ASSIGNMENT:
Will you transcribe the entries that follow, exactly and in full?

• • • •

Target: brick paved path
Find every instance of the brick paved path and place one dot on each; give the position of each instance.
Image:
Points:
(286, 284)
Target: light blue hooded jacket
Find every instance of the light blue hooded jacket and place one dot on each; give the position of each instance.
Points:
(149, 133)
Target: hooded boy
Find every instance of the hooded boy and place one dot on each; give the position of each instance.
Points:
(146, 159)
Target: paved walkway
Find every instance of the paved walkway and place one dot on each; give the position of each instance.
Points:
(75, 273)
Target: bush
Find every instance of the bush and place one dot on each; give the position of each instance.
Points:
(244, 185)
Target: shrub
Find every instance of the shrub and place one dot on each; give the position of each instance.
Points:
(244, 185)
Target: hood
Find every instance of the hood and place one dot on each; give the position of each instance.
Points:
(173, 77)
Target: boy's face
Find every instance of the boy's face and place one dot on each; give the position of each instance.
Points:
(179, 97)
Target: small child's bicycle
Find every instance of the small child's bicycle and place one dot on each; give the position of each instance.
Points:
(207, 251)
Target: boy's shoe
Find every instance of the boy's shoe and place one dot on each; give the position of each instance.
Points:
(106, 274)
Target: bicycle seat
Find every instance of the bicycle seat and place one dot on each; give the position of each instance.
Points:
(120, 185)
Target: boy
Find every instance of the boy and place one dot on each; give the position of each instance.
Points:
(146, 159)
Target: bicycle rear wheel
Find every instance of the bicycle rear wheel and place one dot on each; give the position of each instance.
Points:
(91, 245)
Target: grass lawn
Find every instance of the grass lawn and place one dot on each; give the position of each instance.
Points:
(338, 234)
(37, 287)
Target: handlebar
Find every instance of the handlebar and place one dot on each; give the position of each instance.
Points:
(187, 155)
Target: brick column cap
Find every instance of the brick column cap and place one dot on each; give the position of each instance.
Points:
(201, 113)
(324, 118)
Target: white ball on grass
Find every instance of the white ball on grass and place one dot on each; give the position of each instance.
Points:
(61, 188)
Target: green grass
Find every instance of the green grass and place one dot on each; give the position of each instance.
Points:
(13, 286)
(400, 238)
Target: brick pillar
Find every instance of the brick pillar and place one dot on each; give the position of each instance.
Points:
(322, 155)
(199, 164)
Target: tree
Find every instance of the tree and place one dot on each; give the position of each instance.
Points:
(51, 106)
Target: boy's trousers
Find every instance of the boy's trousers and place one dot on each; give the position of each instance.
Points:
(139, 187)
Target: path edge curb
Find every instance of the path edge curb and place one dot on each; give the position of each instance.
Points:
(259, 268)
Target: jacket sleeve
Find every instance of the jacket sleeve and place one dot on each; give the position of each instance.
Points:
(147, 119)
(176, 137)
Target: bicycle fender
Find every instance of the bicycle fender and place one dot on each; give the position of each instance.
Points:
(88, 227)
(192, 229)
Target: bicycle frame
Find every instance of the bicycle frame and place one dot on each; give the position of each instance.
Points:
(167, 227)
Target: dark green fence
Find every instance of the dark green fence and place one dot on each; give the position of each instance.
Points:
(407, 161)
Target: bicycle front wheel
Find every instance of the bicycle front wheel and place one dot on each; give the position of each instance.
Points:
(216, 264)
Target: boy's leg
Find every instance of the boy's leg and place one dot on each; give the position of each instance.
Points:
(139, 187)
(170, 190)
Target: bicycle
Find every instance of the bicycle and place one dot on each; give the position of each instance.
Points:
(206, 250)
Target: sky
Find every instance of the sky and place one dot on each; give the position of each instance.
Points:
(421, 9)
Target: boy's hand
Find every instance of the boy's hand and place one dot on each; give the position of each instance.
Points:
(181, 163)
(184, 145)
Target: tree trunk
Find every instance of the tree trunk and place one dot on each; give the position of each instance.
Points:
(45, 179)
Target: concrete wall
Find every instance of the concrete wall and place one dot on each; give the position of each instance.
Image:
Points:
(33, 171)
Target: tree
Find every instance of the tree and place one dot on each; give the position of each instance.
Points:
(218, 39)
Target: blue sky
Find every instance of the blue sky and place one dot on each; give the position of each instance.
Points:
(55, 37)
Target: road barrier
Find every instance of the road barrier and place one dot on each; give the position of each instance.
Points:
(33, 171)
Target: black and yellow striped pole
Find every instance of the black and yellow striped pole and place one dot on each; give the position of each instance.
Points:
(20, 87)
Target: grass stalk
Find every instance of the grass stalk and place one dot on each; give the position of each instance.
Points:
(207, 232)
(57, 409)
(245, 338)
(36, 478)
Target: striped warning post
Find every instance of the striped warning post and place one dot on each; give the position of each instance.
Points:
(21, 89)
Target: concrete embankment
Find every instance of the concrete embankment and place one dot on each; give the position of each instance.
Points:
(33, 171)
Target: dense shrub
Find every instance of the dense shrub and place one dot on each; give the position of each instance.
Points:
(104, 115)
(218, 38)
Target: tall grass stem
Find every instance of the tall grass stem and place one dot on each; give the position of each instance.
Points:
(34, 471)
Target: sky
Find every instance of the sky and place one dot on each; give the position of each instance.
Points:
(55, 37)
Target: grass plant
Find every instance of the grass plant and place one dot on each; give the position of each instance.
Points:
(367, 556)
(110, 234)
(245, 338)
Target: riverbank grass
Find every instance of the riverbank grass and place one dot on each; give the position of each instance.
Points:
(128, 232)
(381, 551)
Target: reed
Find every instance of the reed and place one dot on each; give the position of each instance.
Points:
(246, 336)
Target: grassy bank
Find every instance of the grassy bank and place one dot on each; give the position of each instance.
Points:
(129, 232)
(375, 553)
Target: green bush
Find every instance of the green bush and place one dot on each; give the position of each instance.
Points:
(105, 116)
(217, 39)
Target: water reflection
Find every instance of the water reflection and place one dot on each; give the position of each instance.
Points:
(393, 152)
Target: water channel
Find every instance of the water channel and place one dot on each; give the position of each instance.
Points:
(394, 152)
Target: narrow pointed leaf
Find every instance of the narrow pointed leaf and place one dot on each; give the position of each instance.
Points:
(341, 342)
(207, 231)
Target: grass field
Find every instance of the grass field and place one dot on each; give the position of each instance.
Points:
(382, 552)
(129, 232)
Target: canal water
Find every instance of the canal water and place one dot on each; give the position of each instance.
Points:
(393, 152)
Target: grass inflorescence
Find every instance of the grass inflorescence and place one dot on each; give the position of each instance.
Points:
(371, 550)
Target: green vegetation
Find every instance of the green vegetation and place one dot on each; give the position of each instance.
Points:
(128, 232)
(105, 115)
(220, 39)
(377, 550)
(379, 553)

• • • •

ANSWER AREA:
Target: brick paved path
Find every instance of the brick paved path and place one dot on each; give the position of each instance.
Image:
Points:
(286, 284)
Target: light blue hooded jacket
Find every instance of the light blue hooded jacket and place one dot on each; give the position of each instance.
Points:
(149, 133)
Target: hooded boy
Find every instance of the hooded boy and place one dot on each; give the position of each instance.
Points:
(146, 159)
Target: paved walkway
Find every instance of the paved walkway and place one dot on each; give the position of each instance.
Points:
(75, 273)
Target: bush
Find every instance of the bush and place one dot on each; give the position of each instance.
Points:
(244, 185)
Target: shrub
Find every instance of the shrub and place one dot on each; give the position of each instance.
Points:
(244, 185)
Target: hood
Find every instance of the hood and place one dot on each; give the position of each instance.
Points:
(173, 77)
Target: boy's face
Find every instance of the boy's face and place one dot on each; give the position of each instance.
Points:
(179, 97)
Target: small child's bicycle
Find every instance of the small child's bicycle and place one dot on each; give the position of each instance.
Points:
(207, 251)
Target: boy's shoe
Find every instance of the boy's shoe and place one dot on each; give the position of each instance.
Points:
(106, 274)
Target: bicycle seat
Find every instance of the bicycle seat and place one dot on each; give the position of each instance.
Points:
(120, 185)
Target: boy
Find every instance of the boy and place one dot on each; give the position of each instance.
Points:
(146, 159)
Target: bicycle rear wheel
Find every instance of the bicycle rear wheel and place one dot on each; give the position of each instance.
Points:
(91, 245)
Target: grass lawn
Find every instance of the grass lawn and place one dot on each; give the position of each instance.
Points:
(338, 234)
(37, 287)
Target: handlebar
Find every instance of the handlebar and place one dot on each; give the position of each instance.
Points:
(187, 155)
Target: brick column cap
Find every instance of the brick column cap and place one dot on each; give the position of each instance.
Points:
(201, 113)
(324, 118)
Target: white ball on grass
Find every instance of the white ball on grass and place one dot on each; give the position of each instance.
Points:
(61, 188)
Target: green grass
Find every instance of the green grass and place one dot on each; give the position of each instance.
Points:
(13, 286)
(400, 238)
Target: brick pillar
Find every instance of the brick pillar and place one dot on each; give the position of each instance.
Points:
(322, 155)
(199, 164)
Target: tree
Find every instance of the tree and place one dot on each; give the position of each instance.
Points:
(51, 106)
Target: boy's trousers
Find every instance of the boy's trousers and place one dot on each; give the position of each instance.
Points:
(139, 187)
Target: path edge curb
Find every instance of the path edge curb and place one dot on each; give the position of each instance.
Points:
(259, 268)
Target: jacket sleeve
Find every instance of the jacket sleeve and place one dot on each; give the position of each instance.
Points:
(147, 119)
(176, 137)
Target: bicycle fender
Find every instance of the bicycle fender and place one dot on each; give the position of each instance.
Points:
(88, 227)
(192, 229)
Target: bicycle frame
Find every instance of the bicycle frame and place one dot on each; give the position of each instance.
Points:
(167, 227)
Target: dark green fence
Find every instance of the dark green fence and place one dot on each; give the position of each instance.
Points:
(407, 161)
Target: bicycle front wheel
Find every instance of the bicycle front wheel and place one dot on each; give the position of each instance.
Points:
(216, 264)
Target: boy's leg
Find every instance of the boy's leg and place one dot on each; give the position of each instance.
Points:
(139, 187)
(170, 190)
Target: bicycle
Find every instance of the bicycle and place one dot on each; give the position of each instance.
Points:
(206, 250)
Target: sky
Find every instance of the sky and place one dot on each; give the position of each instance.
Points:
(421, 9)
Target: boy's hand
Find every instance of the boy's hand and place one dot on each; give the position of each instance.
Points:
(181, 163)
(184, 145)
Target: tree trunk
Find every instance of the tree trunk and place one dot on each; give the position of each instance.
Points:
(45, 179)
Target: concrete wall
Find every instance of the concrete wall and place one dot on each; give the position of each instance.
Image:
Points:
(33, 171)
Target: tree
Find every instance of the tree and place one dot on each; give the position of each instance.
Points:
(218, 39)
Target: blue sky
Find every instance of the blue sky and place one dot on each; give the position of each instance.
Points:
(55, 37)
Target: road barrier
Find every instance of the road barrier and place one dot on each; give the position of each instance.
Points:
(33, 171)
Target: black and yellow striped pole
Find every instance of the black and yellow striped pole and place one dot on each; give the position of each instance.
Points:
(20, 87)
Target: grass stalk
Find every instance of the grass stalk and place one dot on each; give the position of each instance.
Points:
(207, 232)
(57, 409)
(245, 338)
(36, 478)
Target: striped warning post
Find every instance of the striped warning post and place one dot on each; give the position of each instance.
Points:
(21, 89)
Target: concrete embankment
Find every instance of the concrete embankment and place one dot on each; give the position of each instance.
Points:
(33, 171)
Target: dense shrub
Find every instance of the dense shrub and place one dot on each; give the position of each instance.
Points:
(104, 115)
(218, 38)
Target: tall grass stem
Find every instance of the tall grass stem and place one dot on each; give the position of each instance.
Points:
(34, 471)
Target: sky
Find every instance of the sky and place one dot on each; give the position of each instance.
Points:
(55, 37)
Target: grass plant
Find every instance of the grass plant and place one dot on each; give the position of each instance.
Points:
(367, 556)
(110, 234)
(245, 338)
Target: riverbank grass
Find every instance of the riverbank grass and place one dot on each; give the position of each instance.
Points:
(128, 232)
(381, 551)
Target: reed
Find every instance of the reed and place one dot on each; give the position of each instance.
Points:
(246, 336)
Target: grassy bank
Find every instance of the grassy bank and place one dot on each; give the position of each instance.
Points:
(129, 232)
(375, 553)
Target: green bush
Find every instance of the green bush and place one dot on each; give the position of each instance.
Points:
(105, 116)
(217, 39)
Target: water reflection
Find every instance of the water reflection and place one dot on each; give the position of each instance.
Points:
(393, 152)
Target: water channel
Find every instance of the water channel and place one dot on each; give the position of each instance.
Points:
(394, 152)
Target: narrow pointed leaf
Find every instance of the narrow pointed leaf and place one dot on each; give the position of each instance.
Points:
(341, 342)
(207, 231)
Target: grass field
Find every instance of the grass field and place one dot on each; give the position of each instance.
Points:
(382, 552)
(129, 232)
Target: canal water
Find every instance of the canal water and place one dot on each; give the position of each instance.
Points:
(393, 152)
Target: grass inflorescence
Find every instance of the grass inflorescence and place one dot on each; give the position of each instance.
Points:
(371, 550)
Target: green vegetation
Find every instance of the green vegetation and place one dot on each; give the position of each instance.
Points:
(128, 232)
(105, 115)
(220, 39)
(377, 550)
(379, 553)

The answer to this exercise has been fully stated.